--- BEGIN Source ---
I will say a brief word first about Amendment 50 and the other government amendments in this group. These amendments seek to deal with a number of the problems raised in Committee by noble Lords across the House, as my noble friend said. I have a number of times during the course of the Bill commended the Government for their commitment to consultation on all the issues impacting on media freedom and for their willingness to discuss them with interested parties. I am grateful to my noble friend the Minister for the way in which he has approached these issues and I strongly support the amendments.

Manuscript Amendment 50A, like Amendments 51 and 52—especially in combination with later amendments with which we will deal in due course—point, I fear, in absolutely the other direction. The issue surrounding them has been eloquently and cogently set out by the noble and learned Lord, Lord Brown of Eaton-under-Heywood, and the noble Lords, Lord Lester and Lord Pannick. I could not improve on what they have said in any way, shape or form. Those amendments would, in short, cripple investigative journalism for all the reasons the noble Lord, Lord Pannick, set out.
--- END Source ---
--- BEGIN Data listing ---
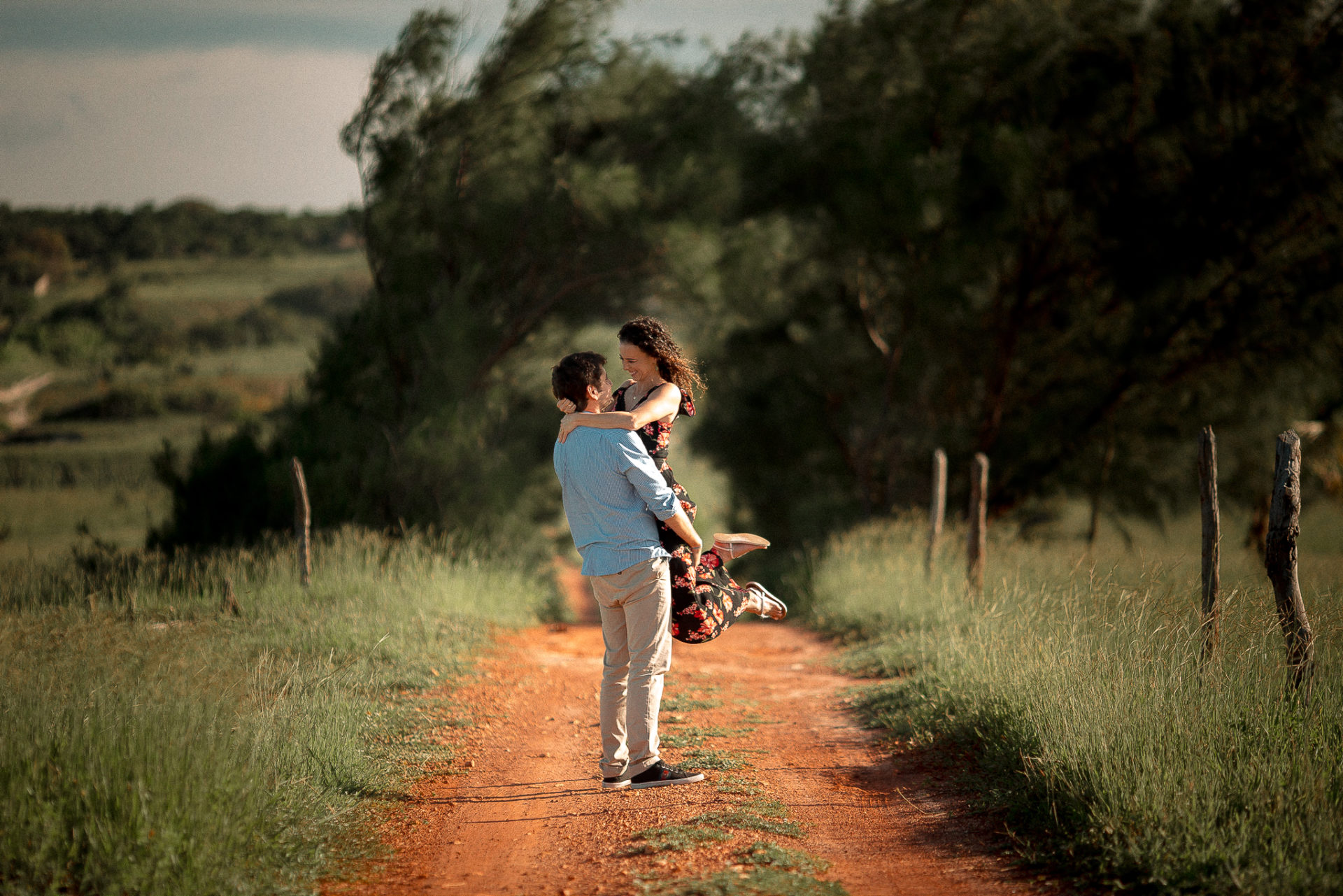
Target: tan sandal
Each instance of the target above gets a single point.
(770, 605)
(730, 547)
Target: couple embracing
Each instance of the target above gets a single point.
(633, 525)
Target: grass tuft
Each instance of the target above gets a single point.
(178, 750)
(674, 839)
(1074, 695)
(772, 855)
(758, 881)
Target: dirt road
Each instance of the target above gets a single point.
(528, 816)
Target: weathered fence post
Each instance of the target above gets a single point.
(230, 605)
(938, 508)
(1211, 538)
(302, 524)
(1284, 525)
(976, 539)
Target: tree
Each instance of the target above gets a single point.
(1042, 232)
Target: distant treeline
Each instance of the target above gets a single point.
(182, 230)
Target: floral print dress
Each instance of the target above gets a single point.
(704, 601)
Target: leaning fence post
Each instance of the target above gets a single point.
(938, 508)
(230, 605)
(1284, 525)
(976, 541)
(302, 524)
(1211, 538)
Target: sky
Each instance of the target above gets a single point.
(238, 102)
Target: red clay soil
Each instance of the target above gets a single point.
(530, 817)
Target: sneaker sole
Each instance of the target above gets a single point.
(692, 779)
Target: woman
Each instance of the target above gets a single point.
(705, 599)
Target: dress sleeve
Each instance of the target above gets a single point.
(687, 404)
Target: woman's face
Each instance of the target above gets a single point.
(637, 363)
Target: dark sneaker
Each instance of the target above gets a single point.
(664, 776)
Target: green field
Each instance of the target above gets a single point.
(155, 744)
(1074, 697)
(104, 478)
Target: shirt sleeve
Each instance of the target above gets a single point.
(634, 462)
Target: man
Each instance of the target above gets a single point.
(610, 485)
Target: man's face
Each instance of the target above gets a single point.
(604, 395)
(602, 392)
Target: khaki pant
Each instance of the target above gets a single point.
(636, 606)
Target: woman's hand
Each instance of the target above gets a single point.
(569, 423)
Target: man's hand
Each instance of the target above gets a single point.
(681, 525)
(569, 425)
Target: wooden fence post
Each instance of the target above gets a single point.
(230, 605)
(1211, 538)
(1284, 525)
(976, 541)
(302, 524)
(938, 508)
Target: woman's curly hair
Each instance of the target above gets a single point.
(652, 336)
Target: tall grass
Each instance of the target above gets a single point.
(185, 751)
(1074, 690)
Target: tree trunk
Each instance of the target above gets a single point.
(1284, 525)
(1100, 490)
(1211, 538)
(976, 538)
(938, 508)
(302, 524)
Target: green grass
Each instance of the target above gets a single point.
(155, 746)
(767, 816)
(758, 881)
(696, 735)
(680, 703)
(105, 478)
(220, 280)
(1074, 693)
(776, 856)
(715, 760)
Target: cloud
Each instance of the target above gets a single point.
(239, 125)
(152, 24)
(20, 128)
(238, 101)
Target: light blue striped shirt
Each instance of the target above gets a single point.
(610, 484)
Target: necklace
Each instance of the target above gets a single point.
(642, 395)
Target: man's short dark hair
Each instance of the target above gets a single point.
(574, 374)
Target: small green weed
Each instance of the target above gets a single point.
(738, 785)
(766, 853)
(681, 703)
(760, 881)
(767, 816)
(695, 735)
(715, 760)
(674, 839)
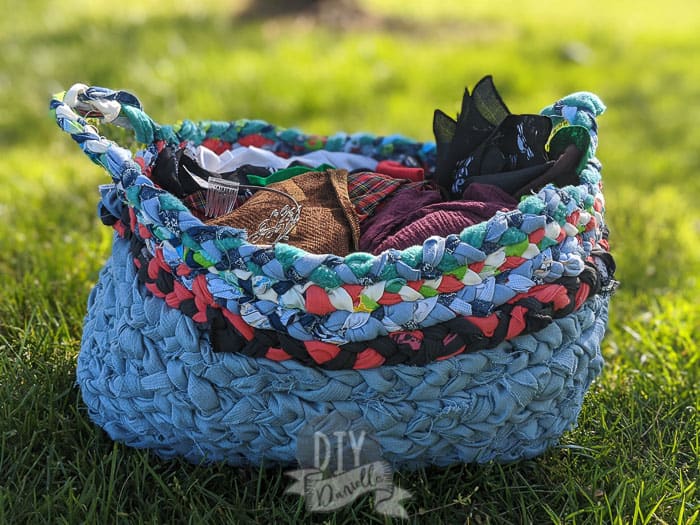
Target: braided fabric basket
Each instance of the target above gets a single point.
(477, 346)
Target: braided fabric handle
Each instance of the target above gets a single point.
(550, 233)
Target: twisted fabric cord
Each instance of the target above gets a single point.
(569, 219)
(523, 314)
(151, 379)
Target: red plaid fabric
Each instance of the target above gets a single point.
(367, 190)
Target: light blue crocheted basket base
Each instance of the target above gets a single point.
(149, 377)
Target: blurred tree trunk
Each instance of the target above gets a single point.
(334, 12)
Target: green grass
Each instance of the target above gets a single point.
(635, 456)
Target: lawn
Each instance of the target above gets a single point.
(635, 455)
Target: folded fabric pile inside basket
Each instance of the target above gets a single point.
(449, 298)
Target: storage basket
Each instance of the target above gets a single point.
(476, 346)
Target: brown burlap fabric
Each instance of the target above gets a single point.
(328, 222)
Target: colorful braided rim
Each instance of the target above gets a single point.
(549, 236)
(525, 313)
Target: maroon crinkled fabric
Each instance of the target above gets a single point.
(391, 215)
(419, 221)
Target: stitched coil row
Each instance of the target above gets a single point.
(229, 332)
(547, 237)
(476, 346)
(151, 379)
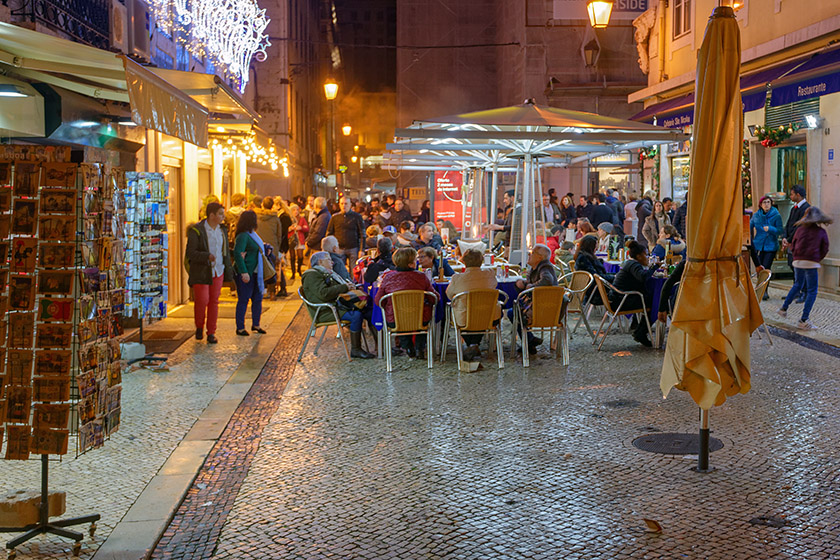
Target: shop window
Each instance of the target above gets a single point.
(682, 17)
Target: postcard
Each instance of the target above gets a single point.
(56, 282)
(58, 201)
(53, 363)
(54, 335)
(48, 442)
(24, 251)
(17, 445)
(51, 416)
(26, 178)
(21, 293)
(19, 367)
(50, 389)
(59, 175)
(25, 217)
(18, 403)
(56, 255)
(55, 309)
(55, 228)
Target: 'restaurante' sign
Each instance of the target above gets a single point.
(622, 9)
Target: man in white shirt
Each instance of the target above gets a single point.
(207, 258)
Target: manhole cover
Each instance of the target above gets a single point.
(674, 444)
(622, 403)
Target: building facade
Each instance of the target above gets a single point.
(790, 78)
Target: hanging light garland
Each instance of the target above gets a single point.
(228, 32)
(248, 147)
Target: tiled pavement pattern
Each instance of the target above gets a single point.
(538, 463)
(195, 528)
(158, 410)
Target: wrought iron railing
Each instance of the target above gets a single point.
(85, 21)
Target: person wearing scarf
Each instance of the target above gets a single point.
(248, 255)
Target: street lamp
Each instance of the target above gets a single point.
(599, 12)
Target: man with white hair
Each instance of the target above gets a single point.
(320, 285)
(330, 245)
(318, 226)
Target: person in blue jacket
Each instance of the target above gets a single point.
(766, 227)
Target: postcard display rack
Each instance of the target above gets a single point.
(63, 263)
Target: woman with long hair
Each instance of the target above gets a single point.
(250, 281)
(809, 247)
(297, 238)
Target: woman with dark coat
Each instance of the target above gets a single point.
(809, 247)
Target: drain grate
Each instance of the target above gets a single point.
(674, 444)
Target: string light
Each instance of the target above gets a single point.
(247, 146)
(228, 32)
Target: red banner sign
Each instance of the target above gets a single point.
(448, 197)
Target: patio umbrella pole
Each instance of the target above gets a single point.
(703, 457)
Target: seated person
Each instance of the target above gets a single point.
(633, 277)
(428, 259)
(330, 245)
(382, 262)
(429, 237)
(668, 295)
(541, 273)
(320, 284)
(473, 278)
(670, 235)
(405, 277)
(586, 261)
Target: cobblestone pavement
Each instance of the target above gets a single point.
(538, 463)
(158, 410)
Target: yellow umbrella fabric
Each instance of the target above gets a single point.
(708, 351)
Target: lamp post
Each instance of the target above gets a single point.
(331, 92)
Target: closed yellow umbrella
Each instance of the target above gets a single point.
(708, 352)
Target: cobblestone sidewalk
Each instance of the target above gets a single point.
(539, 463)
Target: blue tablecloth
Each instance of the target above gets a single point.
(508, 286)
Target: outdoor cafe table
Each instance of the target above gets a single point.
(507, 285)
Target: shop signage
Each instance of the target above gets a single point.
(622, 9)
(228, 32)
(807, 89)
(448, 197)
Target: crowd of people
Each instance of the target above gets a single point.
(346, 244)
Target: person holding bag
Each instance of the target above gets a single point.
(249, 258)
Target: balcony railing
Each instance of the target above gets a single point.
(85, 21)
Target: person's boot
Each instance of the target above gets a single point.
(356, 347)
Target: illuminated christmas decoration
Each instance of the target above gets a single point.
(246, 145)
(228, 32)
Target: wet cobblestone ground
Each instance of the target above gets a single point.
(158, 410)
(538, 463)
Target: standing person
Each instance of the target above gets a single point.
(654, 224)
(808, 247)
(349, 228)
(800, 206)
(250, 282)
(297, 238)
(318, 226)
(207, 260)
(400, 213)
(765, 228)
(270, 231)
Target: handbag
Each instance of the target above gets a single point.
(268, 268)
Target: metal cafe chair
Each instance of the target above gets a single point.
(577, 284)
(762, 280)
(615, 313)
(408, 308)
(546, 312)
(480, 307)
(323, 318)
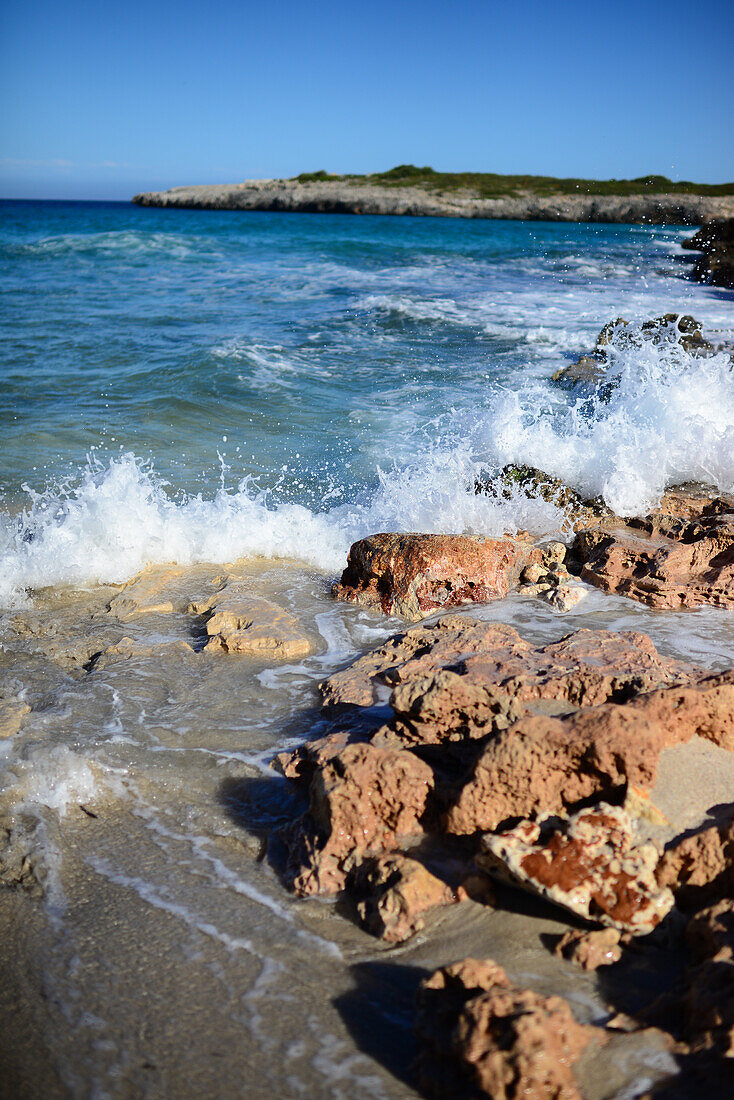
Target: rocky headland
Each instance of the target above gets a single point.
(364, 195)
(715, 243)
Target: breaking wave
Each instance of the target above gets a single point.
(661, 417)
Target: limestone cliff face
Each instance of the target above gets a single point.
(338, 197)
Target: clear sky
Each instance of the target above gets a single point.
(101, 99)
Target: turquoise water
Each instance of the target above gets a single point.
(302, 380)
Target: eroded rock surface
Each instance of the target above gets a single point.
(394, 892)
(590, 949)
(364, 801)
(592, 372)
(700, 867)
(479, 1035)
(240, 622)
(588, 864)
(584, 668)
(551, 765)
(680, 556)
(412, 575)
(148, 593)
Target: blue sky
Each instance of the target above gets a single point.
(103, 99)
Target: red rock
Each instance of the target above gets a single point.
(412, 575)
(393, 893)
(679, 558)
(583, 668)
(590, 949)
(700, 868)
(363, 801)
(546, 765)
(588, 864)
(481, 1036)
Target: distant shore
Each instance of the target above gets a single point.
(456, 196)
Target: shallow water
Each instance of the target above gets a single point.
(361, 373)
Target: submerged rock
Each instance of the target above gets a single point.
(393, 893)
(239, 622)
(479, 1035)
(591, 372)
(148, 593)
(715, 241)
(583, 668)
(12, 712)
(680, 556)
(364, 801)
(588, 864)
(552, 765)
(590, 949)
(412, 575)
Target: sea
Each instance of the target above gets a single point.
(214, 393)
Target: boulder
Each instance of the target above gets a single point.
(591, 372)
(393, 893)
(364, 801)
(590, 949)
(680, 556)
(413, 575)
(551, 765)
(587, 864)
(479, 1035)
(583, 668)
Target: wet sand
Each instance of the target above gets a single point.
(153, 952)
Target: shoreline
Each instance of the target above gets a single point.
(320, 197)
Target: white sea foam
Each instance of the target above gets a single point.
(668, 419)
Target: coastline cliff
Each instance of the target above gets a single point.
(360, 196)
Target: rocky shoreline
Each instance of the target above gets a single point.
(365, 198)
(715, 243)
(536, 766)
(462, 766)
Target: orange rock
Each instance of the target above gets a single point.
(545, 765)
(393, 893)
(412, 575)
(363, 801)
(481, 1036)
(680, 558)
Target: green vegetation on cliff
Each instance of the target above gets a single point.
(490, 185)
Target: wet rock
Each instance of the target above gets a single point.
(565, 597)
(715, 241)
(239, 622)
(583, 669)
(537, 484)
(707, 1007)
(588, 864)
(12, 712)
(590, 949)
(364, 801)
(412, 575)
(481, 1036)
(393, 893)
(680, 556)
(551, 765)
(128, 648)
(591, 372)
(148, 593)
(700, 867)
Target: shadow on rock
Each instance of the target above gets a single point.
(380, 1013)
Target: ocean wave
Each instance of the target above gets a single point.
(119, 517)
(120, 243)
(664, 417)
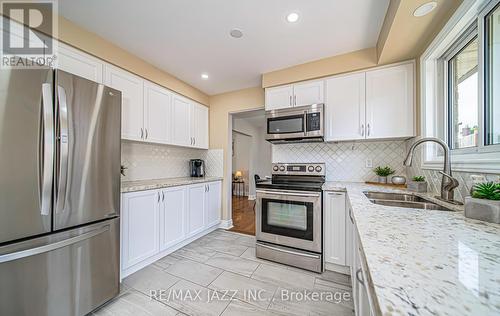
--- END Data listing ---
Exercise task A:
In the debate excerpt, what does the speaker say Amendments 50A, 51 and 52 would do to investigative journalism?
Exercise task B:
Reproduce the passage of the debate excerpt between "Manuscript Amendment 50A, like" and "Pannick, set out.", inclusive, switching "investigative journalism" to "independent reporting".

Worked answer A:
They would cripple it.

Worked answer B:
Manuscript Amendment 50A, like Amendments 51 and 52—especially in combination with later amendments with which we will deal in due course—point, I fear, in absolutely the other direction. The issue surrounding them has been eloquently and cogently set out by the noble and learned Lord, Lord Brown of Eaton-under-Heywood, and the noble Lords, Lord Lester and Lord Pannick. I could not improve on what they have said in any way, shape or form. Those amendments would, in short, cripple independent reporting for all the reasons the noble Lord, Lord Pannick, set out.